→ What you need to do: Please transcribe the records precisely; pictures stay out of your copy.

++++ Given information

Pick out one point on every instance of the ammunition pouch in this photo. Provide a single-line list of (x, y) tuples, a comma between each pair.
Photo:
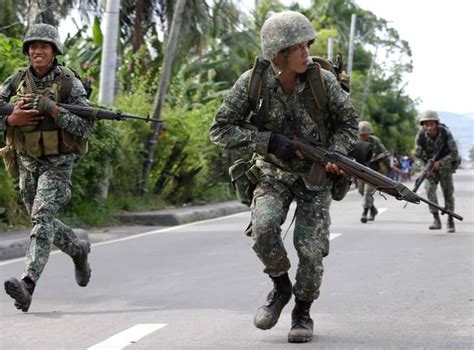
[(361, 152), (39, 143), (9, 159), (244, 177)]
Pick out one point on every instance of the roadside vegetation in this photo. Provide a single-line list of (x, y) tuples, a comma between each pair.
[(218, 43)]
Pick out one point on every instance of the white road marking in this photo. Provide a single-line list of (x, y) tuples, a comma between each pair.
[(381, 210), (127, 337)]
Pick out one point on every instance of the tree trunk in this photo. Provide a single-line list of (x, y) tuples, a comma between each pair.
[(162, 87)]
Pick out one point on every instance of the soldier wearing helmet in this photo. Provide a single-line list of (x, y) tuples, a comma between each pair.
[(281, 177), (40, 136), (380, 161), (431, 137)]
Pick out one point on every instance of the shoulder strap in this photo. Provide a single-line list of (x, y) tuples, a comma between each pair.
[(65, 83), (18, 77), (316, 99), (257, 82), (258, 91)]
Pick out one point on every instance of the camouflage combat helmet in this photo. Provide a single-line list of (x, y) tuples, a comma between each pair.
[(43, 32), (283, 30), (428, 115), (365, 128)]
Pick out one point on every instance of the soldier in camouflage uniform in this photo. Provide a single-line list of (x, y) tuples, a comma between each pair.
[(286, 38), (431, 137), (379, 162), (41, 134)]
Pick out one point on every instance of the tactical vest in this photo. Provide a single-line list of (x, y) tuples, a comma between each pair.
[(443, 130), (45, 138), (315, 94)]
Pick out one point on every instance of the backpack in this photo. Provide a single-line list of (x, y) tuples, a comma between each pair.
[(72, 143), (315, 93), (315, 102), (65, 79), (443, 130)]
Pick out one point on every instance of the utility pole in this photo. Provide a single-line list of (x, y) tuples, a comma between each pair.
[(351, 45), (367, 84), (109, 52), (330, 48), (162, 87)]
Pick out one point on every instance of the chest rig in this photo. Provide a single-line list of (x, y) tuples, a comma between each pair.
[(45, 138), (315, 94)]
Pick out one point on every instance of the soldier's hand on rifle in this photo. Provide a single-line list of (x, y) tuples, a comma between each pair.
[(436, 166), (42, 104), (23, 116), (333, 169), (281, 147)]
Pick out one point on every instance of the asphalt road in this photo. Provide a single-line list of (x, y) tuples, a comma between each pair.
[(388, 284)]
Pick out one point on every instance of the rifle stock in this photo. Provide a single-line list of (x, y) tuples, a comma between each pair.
[(382, 183), (88, 112)]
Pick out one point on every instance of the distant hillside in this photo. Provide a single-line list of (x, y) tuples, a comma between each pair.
[(462, 128)]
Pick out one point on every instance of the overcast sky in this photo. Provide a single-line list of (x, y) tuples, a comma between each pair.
[(440, 35)]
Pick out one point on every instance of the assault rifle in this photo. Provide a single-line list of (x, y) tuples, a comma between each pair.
[(88, 112), (426, 171), (320, 155)]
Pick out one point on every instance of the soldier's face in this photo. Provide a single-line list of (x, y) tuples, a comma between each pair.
[(431, 127), (298, 57), (41, 54)]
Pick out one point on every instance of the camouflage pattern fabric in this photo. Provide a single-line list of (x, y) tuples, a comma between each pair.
[(281, 182), (378, 149), (271, 202), (285, 29), (43, 32), (444, 176), (45, 183)]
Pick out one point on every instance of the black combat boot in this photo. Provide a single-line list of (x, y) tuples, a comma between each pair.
[(451, 228), (301, 323), (21, 291), (363, 218), (267, 315), (83, 270), (373, 213), (436, 225)]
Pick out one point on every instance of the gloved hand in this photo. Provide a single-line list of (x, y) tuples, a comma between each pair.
[(41, 103), (281, 147)]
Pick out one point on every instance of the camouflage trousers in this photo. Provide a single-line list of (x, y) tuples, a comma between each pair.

++++++++

→ Result for this task:
Pick out one point on every instance of the ammunition pouch in this photo. Provide a single-line list of (x, y) tuples, a comma between each pair.
Photo:
[(361, 152), (39, 143), (9, 159), (244, 177)]
Pick out one point on every instance of the roadside vegetation in this photo. Provide a single-line list of (x, y) tuples, a comma between each pair.
[(218, 43)]
Pick out one point on every instance of the white road marking in this photo. Provide a single-line list of (x, y) tuples, a comma between each pair.
[(381, 210), (127, 337)]
Pick out one point on every instance of the tree trunk in this photo. Provide a single-line list of (x, y) tuples, a comma between each pair.
[(162, 87)]
Pick out one point on every instance of the soldier wearing helmet in this photo. Provide a single-line list of (x, y) tuples, a comma between each pair.
[(281, 177), (40, 136), (380, 161), (431, 137)]
Pick out one point on every instance of the shoulder strap in this photo. Provide a single-line list of (x, y) tuples, a comma between each pair.
[(65, 83), (18, 77), (316, 99), (257, 82), (258, 91)]
Pick out one point on every instance of the camouflage combat helmet in this photo. Provide a single-line list of (x, y) tuples, a comma between each pair.
[(43, 32), (283, 30), (428, 115), (365, 128)]
Pick out one point on every instance of the soldier in camouflage uniform in this photo. Provide a single-line list of (x, y) tuples, a comma between each pair.
[(286, 38), (431, 137), (379, 162), (41, 134)]
Pick out one point on every instance of the tactical vest in this photo. Provide a single-line list of (x, y) tuples, a comma between each pair.
[(443, 130), (45, 138), (315, 94)]
Pick out one point on every instance of the backpack in this photo. Provide a single-line list of (x, y) tuples, a comma between each pair.
[(72, 143), (315, 93), (315, 102), (65, 79), (443, 130)]
Pick out one point on every instance of the utility pole in this photo. Provide a single-line list of (x, y) tuples, a comma between each pair.
[(351, 45), (367, 84), (109, 52), (330, 48), (162, 87)]
Pick out one point on every instance of the chest rig in this photo. Provide a single-line list of (x, y) tuples, a comma between each pair.
[(45, 138), (315, 94)]
Pick out one point on every instance of the soldier's hand on rifle in this photo. Provide a single-line list of (x, y) tuples, a comma between each pair.
[(436, 166), (42, 104), (23, 116), (333, 169), (281, 147)]
Pick out one point on every instance of the asphalt road in this photo. Provide a single-line list of (x, y) tuples, a comma between each pair.
[(388, 284)]
Pick out one point on every instance of the rifle stock in this photo. Provide a single-line list of (x, y) tuples, a comma between each pair.
[(382, 183), (88, 112)]
Pick out one point on every instance of the distant hillside in this photo. Provide a single-line list of (x, y) tuples, a comma between each pair.
[(462, 128)]
Pick out one point on every instance of the overcast sky in this photo. Provide a single-line list of (x, y) tuples, a comma between each pair.
[(440, 35)]
Pick out one point on every instance of the assault rifle in this photo. Provide a single-line list of (x, y) tuples, a comma between each pair.
[(88, 112), (426, 171), (320, 155)]
Pick out one point on every instance of the soldier's face in this photo. Provide a single-line list of (x, y) tuples, a comma between each pair.
[(431, 127), (298, 57), (41, 54)]
Pick out one point on every instance of the camouflage pattern fabric in this photo. Provide a single-line list of (x, y) tuples, a comma between each pair.
[(281, 182), (378, 149), (271, 202), (285, 29), (43, 32), (444, 176), (45, 183)]
Pick out one point on every instance of the black combat boot in this photo. Provide a single-line list of (x, y) tuples, a comma between each pair.
[(451, 228), (301, 323), (21, 291), (363, 218), (267, 315), (83, 270), (373, 213), (436, 225)]
Pick out one point on every instance of the gloved hand in this photo. Provide a single-line list of (x, y) tuples, a comma between each pair.
[(41, 103), (281, 147)]
Pick out one point on every instance of the camouflage trousers in this photo. Provide a single-line list of (x, y) tuples, a comma between each pair.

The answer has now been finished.